*Ausgewählter Textauszug*.
□ □ □ □
Verkehrsrechtliche Vergünstigungen und Nachteilsausgleiche

Abhängig von bestimmten Merkzeichen, wie “aG” (außergewöhnlich gehbehindert), können Menschen mit Behinderung eine Ermäßigung oder sogar eine vollständige Befreiung von der Kraftfahrzeugsteuer beantragen. Dies stellt eine bedeutende finanzielle Entlastung dar, insbesondere für jene, die auf ein eigenes Fahrzeug angewiesen sind.

Personen mit bestimmten Merkzeichen haben Anspruch auf unentgeltliche Beförderung im öffentlichen Personennahverkehr. Diese Regelung ermöglicht es ihnen, öffentliche Verkehrsmittel kostenfrei zu nutzen und so ihre Mobilität ohne zusätzliche Ausgaben zu sichern.

Menschen mit dem Merkzeichen “aG” haben zudem die Möglichkeit, einen Parkausweis zu beantragen, der ihnen das Parken auf ausgewiesenen Behindertenparkplätzen erlauben. Diese Parkerleichterungen sind besonders wichtig, um eine barrierefreie und komfortable Fortbewegung im Alltag zu gewährleisten.

Unterstützung in Schule, Ausbildung, Studium und Beruf

Für Bildung und Beruf gibt es ebenfalls einige wichtige Unterstützungsangebote:

  • Schulische Unterstützung: Bei sonderpädagogischem Förderbedarf können entsprechende Maßnahmen und gegebenenfalls eine Schulbegleitung beantragt werden.
□ □ □ □
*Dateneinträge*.
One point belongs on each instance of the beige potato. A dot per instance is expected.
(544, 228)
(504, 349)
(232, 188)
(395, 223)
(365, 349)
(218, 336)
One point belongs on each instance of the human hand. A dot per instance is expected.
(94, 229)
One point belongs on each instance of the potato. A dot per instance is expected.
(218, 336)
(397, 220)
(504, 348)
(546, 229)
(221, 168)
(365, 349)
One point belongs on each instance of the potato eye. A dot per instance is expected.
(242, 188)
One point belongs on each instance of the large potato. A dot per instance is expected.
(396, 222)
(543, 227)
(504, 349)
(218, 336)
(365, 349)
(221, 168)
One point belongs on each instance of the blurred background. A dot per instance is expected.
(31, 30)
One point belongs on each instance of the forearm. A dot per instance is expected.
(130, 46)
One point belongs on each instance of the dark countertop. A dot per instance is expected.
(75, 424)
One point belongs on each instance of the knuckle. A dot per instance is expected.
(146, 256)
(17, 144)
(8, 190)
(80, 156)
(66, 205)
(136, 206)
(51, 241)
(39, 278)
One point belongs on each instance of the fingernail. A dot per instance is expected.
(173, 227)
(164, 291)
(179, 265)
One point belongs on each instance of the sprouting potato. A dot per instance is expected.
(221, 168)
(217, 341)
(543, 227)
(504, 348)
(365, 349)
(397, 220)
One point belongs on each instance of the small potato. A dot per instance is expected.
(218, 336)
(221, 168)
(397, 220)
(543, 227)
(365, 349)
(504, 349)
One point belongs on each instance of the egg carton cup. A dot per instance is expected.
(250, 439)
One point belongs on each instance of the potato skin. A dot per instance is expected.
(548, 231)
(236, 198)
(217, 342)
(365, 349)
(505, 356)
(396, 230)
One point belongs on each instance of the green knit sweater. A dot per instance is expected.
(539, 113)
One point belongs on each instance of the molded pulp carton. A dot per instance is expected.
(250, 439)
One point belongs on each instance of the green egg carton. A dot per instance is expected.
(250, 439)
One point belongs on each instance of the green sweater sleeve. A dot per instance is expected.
□ □ □ □
*Aufgabe 1*.
Gib den Textauszug über Nachteilsausgleiche für Menschen mit Behinderung von „Abhängig von bestimmten“ bis „Alltag zu gewährleisten.“ erneut wieder und tausche dabei „Kraftfahrzeugsteuer“ gegen „Kfz-Steuer“ aus.
*Aufgabe 2*.
Führe bitte den Textauszug über Nachteilsausgleiche für Menschen mit Behinderung nach seinem letzten Satz fort.

*Antwort 1*.
Abhängig von bestimmten Merkzeichen, wie “aG” (außergewöhnlich gehbehindert), können Menschen mit Behinderung eine Ermäßigung oder sogar eine vollständige Befreiung von der Kfz-Steuer beantragen. Dies stellt eine bedeutende finanzielle Entlastung dar, insbesondere für jene, die auf ein eigenes Fahrzeug angewiesen sind.

Personen mit bestimmten Merkzeichen haben Anspruch auf unentgeltliche Beförderung im öffentlichen Personennahverkehr. Diese Regelung ermöglicht es ihnen, öffentliche Verkehrsmittel kostenfrei zu nutzen und so ihre Mobilität ohne zusätzliche Ausgaben zu sichern.

Menschen mit dem Merkzeichen “aG” haben zudem die Möglichkeit, einen Parkausweis zu beantragen, der ihnen das Parken auf ausgewiesenen Behindertenparkplätzen erlauben. Diese Parkerleichterungen sind besonders wichtig, um eine barrierefreie und komfortable Fortbewegung im Alltag zu gewährleisten.

*Antwort 2*.
  • Ausbildungsförderung: Leistungen wie Berufsausbildungsbeihilfe, Ausbildungsgeld oder das Budget für Ausbildung können junge Menschen mit Behinderung unterstützen.
  • Studium: Nachteilsausgleiche bei Prüfungen, spezielle BAföG-Regelungen und Eingliederungshilfen erleichtern den Zugang zu akademischer Bildung.
  • Berufliche Integration: Unterstützung beim Berufseinstieg, etwa durch das Budget für Arbeit oder die arbeitsrechtliche Gleichstellung, kann die Integration in den Arbeitsmarkt fördern.

Hilfen für Eltern mit Behinderung oder Eltern behinderter Kinder

Eltern mit Behinderung sowie Eltern von Kindern mit Behinderung können ebenfalls spezielle Hilfen in Anspruch nehmen:

  • Elternassistenz: Leistungen zur Unterstützung bei der Kinderbetreuung und -erziehung können bei verschiedenen Kostenträgern beantragt werden, um eine selbstbestimmte Elternschaft zu ermöglichen.
  • Verlängerte Mutterschutzfrist: Bei der Geburt eines Kindes mit Behinderung verlängert sich die nachgeburtliche Schutzfrist auf zwölf Wochen.
  • Freistellung von der Arbeit: Bei Erkrankung eines Kindes mit Behinderung besteht ein Anspruch auf unbezahlte Freistellung von der Arbeit, unabhängig vom Alter des Kindes.
  • Kinderpflege-Krankengeld: Kann bei der Krankenkasse beantragt werden, wenn ein erkranktes Kind mit Behinderung betreut werden muss.
  • Haushaltshilfe bei Krankheit: Wenn die haushaltsführende Person erkrankt und kein anderes Haushaltsmitglied den Haushalt weiterführen kann, kann eine Haushaltshilfe beantragt werden.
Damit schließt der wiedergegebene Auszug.